_Action item_. The lines to return are the one containing "Query: glass french door" and all that follow it in the entries below, duplicated exactly and nothing else.

_Dataset records_.
────────
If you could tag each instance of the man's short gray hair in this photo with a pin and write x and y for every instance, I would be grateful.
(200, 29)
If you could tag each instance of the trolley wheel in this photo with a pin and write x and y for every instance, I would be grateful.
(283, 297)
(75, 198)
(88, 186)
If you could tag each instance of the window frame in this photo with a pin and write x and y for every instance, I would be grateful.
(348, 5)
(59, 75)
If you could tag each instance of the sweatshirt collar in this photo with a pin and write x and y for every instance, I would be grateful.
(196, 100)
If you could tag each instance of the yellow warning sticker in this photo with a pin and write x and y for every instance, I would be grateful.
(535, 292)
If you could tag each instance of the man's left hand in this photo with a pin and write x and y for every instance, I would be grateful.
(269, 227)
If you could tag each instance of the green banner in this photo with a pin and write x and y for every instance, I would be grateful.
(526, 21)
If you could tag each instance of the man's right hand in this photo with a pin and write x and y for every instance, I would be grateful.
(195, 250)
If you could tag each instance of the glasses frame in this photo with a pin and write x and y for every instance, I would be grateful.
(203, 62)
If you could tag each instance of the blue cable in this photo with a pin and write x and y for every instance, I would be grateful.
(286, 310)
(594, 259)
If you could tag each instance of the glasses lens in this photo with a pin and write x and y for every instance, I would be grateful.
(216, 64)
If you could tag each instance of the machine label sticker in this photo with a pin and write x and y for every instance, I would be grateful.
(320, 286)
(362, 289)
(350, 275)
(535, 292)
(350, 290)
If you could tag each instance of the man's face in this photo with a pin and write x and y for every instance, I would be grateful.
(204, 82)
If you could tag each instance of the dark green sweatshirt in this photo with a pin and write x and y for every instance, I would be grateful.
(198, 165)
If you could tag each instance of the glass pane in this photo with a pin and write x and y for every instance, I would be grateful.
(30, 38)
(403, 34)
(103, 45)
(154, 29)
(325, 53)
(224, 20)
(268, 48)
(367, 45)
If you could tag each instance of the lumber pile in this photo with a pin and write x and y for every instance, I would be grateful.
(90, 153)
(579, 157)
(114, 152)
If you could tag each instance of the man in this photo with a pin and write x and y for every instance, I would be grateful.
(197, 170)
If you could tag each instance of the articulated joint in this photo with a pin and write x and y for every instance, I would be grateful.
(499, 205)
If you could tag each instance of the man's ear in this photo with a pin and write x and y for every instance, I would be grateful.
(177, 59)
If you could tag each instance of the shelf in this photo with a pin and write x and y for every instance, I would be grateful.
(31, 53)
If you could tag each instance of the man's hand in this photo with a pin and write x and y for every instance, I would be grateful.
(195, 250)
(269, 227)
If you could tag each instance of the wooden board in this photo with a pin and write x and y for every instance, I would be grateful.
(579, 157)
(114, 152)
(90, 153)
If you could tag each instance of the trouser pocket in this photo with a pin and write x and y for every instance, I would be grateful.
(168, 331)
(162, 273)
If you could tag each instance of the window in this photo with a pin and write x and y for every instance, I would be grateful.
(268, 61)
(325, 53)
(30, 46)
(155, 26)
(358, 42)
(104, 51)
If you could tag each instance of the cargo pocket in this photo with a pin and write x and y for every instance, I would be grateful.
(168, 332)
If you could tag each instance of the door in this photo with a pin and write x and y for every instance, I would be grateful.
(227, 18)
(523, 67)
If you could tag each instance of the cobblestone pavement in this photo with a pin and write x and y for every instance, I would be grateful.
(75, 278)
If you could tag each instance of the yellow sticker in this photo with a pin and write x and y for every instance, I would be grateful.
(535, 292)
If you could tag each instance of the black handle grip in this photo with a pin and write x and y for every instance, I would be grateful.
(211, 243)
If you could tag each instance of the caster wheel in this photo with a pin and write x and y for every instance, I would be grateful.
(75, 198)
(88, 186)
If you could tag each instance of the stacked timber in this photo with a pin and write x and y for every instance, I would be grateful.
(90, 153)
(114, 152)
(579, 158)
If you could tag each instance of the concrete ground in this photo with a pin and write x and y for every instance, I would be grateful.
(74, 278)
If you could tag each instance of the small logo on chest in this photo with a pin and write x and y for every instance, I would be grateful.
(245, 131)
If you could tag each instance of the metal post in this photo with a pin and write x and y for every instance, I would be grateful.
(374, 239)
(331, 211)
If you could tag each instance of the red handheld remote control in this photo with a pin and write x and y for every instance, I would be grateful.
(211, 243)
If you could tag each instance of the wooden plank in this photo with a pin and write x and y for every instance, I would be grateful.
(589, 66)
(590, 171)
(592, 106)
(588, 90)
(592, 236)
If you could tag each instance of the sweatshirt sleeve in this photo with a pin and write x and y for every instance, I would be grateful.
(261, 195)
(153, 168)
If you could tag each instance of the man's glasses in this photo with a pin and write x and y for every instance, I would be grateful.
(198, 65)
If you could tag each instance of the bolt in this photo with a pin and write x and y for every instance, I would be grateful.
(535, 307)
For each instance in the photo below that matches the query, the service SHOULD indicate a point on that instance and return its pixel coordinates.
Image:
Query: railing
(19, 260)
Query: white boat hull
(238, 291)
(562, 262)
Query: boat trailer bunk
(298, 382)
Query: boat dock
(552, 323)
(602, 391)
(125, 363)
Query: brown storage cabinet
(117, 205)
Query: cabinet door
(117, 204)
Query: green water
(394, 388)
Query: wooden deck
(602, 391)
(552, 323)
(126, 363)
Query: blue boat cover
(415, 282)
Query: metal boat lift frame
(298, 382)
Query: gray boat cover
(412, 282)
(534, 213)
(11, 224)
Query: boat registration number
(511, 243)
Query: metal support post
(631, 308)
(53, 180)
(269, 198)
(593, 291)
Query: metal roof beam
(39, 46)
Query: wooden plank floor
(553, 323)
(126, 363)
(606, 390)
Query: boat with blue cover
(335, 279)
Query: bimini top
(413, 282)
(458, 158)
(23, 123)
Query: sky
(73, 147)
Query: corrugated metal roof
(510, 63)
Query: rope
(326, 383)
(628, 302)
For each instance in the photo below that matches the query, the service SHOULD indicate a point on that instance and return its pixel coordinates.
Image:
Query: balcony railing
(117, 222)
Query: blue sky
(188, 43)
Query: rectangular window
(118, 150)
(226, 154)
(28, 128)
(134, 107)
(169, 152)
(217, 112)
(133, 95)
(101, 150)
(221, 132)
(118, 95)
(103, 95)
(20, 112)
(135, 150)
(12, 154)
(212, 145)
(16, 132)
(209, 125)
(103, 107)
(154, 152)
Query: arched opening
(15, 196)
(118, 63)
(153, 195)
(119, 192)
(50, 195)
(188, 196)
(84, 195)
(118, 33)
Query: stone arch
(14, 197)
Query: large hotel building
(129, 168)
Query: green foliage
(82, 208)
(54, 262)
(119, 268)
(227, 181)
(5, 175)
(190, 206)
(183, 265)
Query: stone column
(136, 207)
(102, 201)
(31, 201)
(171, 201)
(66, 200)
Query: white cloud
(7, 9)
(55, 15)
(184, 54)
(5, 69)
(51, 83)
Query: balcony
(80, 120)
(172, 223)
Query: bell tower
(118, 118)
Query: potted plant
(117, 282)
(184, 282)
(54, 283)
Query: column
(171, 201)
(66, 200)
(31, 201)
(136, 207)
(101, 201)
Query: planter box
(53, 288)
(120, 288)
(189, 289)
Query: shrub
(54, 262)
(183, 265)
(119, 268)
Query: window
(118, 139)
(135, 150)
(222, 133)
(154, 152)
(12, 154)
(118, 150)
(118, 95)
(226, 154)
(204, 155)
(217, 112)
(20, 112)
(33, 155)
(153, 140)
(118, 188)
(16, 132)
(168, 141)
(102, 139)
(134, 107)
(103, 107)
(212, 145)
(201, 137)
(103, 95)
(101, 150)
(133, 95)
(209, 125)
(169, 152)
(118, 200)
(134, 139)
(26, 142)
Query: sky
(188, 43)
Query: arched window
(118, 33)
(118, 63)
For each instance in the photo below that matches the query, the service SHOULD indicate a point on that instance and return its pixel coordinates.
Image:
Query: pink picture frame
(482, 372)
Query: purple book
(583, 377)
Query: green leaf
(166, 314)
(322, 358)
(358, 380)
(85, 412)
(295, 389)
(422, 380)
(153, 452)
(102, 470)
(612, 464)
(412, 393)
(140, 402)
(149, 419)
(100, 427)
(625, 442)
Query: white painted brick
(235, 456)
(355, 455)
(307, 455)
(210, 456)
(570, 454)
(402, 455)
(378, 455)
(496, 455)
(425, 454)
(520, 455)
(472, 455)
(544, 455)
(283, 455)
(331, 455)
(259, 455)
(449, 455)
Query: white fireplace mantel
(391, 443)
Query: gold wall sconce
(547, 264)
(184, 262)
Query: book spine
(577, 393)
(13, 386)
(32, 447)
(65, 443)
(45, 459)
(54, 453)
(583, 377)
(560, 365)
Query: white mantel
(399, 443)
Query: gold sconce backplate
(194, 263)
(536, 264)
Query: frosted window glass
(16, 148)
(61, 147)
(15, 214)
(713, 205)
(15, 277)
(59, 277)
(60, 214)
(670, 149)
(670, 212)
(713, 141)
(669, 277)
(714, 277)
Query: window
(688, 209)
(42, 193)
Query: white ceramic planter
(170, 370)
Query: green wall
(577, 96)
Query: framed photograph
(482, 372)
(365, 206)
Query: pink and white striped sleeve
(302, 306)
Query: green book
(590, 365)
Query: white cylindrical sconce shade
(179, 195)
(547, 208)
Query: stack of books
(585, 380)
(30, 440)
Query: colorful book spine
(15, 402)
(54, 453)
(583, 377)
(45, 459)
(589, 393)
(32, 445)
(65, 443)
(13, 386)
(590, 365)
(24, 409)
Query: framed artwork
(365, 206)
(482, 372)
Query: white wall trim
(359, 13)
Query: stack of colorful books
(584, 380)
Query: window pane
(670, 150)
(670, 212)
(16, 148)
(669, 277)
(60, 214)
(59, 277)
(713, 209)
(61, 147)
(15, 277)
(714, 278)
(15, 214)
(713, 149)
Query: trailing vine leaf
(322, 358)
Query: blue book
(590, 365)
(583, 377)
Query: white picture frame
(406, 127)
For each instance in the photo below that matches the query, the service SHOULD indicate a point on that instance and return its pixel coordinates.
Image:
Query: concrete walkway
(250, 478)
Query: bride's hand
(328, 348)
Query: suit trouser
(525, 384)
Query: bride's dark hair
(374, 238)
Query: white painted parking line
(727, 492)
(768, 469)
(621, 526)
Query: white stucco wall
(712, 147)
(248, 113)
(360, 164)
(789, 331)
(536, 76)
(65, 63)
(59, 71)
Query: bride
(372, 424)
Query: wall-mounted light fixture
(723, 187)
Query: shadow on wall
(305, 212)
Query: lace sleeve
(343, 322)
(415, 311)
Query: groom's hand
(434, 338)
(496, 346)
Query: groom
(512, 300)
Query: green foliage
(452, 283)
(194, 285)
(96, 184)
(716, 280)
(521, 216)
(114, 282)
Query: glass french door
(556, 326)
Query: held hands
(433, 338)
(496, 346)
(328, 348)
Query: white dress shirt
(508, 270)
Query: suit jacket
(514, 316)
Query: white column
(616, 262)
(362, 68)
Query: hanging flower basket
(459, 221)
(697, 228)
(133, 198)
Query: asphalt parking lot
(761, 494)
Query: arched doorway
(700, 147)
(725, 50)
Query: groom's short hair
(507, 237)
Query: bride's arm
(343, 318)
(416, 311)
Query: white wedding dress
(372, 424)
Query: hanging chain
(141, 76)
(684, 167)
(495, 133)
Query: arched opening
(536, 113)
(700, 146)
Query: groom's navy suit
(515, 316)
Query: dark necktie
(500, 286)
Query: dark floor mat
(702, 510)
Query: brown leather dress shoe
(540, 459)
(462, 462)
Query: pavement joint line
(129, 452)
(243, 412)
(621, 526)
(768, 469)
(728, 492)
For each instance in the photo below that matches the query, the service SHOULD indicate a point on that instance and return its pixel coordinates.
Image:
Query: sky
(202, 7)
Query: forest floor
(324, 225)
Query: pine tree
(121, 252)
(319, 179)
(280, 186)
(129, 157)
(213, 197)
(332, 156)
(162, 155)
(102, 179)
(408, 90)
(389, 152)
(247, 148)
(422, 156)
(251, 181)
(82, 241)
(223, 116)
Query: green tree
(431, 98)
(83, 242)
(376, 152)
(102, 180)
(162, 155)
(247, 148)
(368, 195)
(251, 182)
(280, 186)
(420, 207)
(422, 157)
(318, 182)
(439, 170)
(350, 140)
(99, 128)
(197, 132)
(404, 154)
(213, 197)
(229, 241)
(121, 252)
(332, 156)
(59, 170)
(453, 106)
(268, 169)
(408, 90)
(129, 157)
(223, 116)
────────
_Answer to this task_.
Query: glass french door
(556, 326)
Query: held hands
(433, 338)
(496, 346)
(328, 348)
Query: white dress shirt
(508, 270)
Query: suit jacket
(514, 316)
Query: white column
(616, 262)
(362, 68)
Query: hanging flower basket
(459, 221)
(697, 228)
(133, 198)
Query: asphalt parking lot
(761, 494)
Query: arched doorway
(700, 147)
(725, 50)
Query: groom's short hair
(507, 237)
Query: bride's arm
(343, 318)
(416, 311)
Query: white wedding dress
(372, 424)
Query: hanging chain
(141, 76)
(684, 167)
(495, 133)
Query: arched opening
(536, 113)
(700, 146)
Query: groom's navy suit
(515, 316)
Query: dark necktie
(500, 286)
Query: dark floor mat
(702, 510)
Query: brown leather dress shoe
(540, 459)
(462, 462)
Query: pavement joint line
(129, 452)
(243, 412)
(621, 526)
(768, 469)
(728, 492)
For each instance in the photo below that matches the query, the service SHOULD indicate a point on that instance and return its pixel coordinates.
Image:
Query: sky
(202, 7)
Query: forest floor
(324, 225)
Query: pine tree
(121, 252)
(319, 179)
(280, 186)
(129, 157)
(213, 197)
(332, 156)
(162, 155)
(102, 179)
(408, 90)
(389, 152)
(247, 148)
(422, 156)
(251, 181)
(82, 241)
(223, 116)
Query: green tree
(431, 98)
(83, 242)
(376, 152)
(102, 180)
(162, 155)
(247, 148)
(368, 195)
(251, 182)
(280, 186)
(420, 207)
(422, 157)
(318, 182)
(439, 170)
(350, 140)
(99, 128)
(197, 132)
(404, 154)
(213, 197)
(229, 241)
(121, 252)
(332, 156)
(59, 170)
(453, 106)
(268, 169)
(408, 90)
(129, 157)
(223, 116)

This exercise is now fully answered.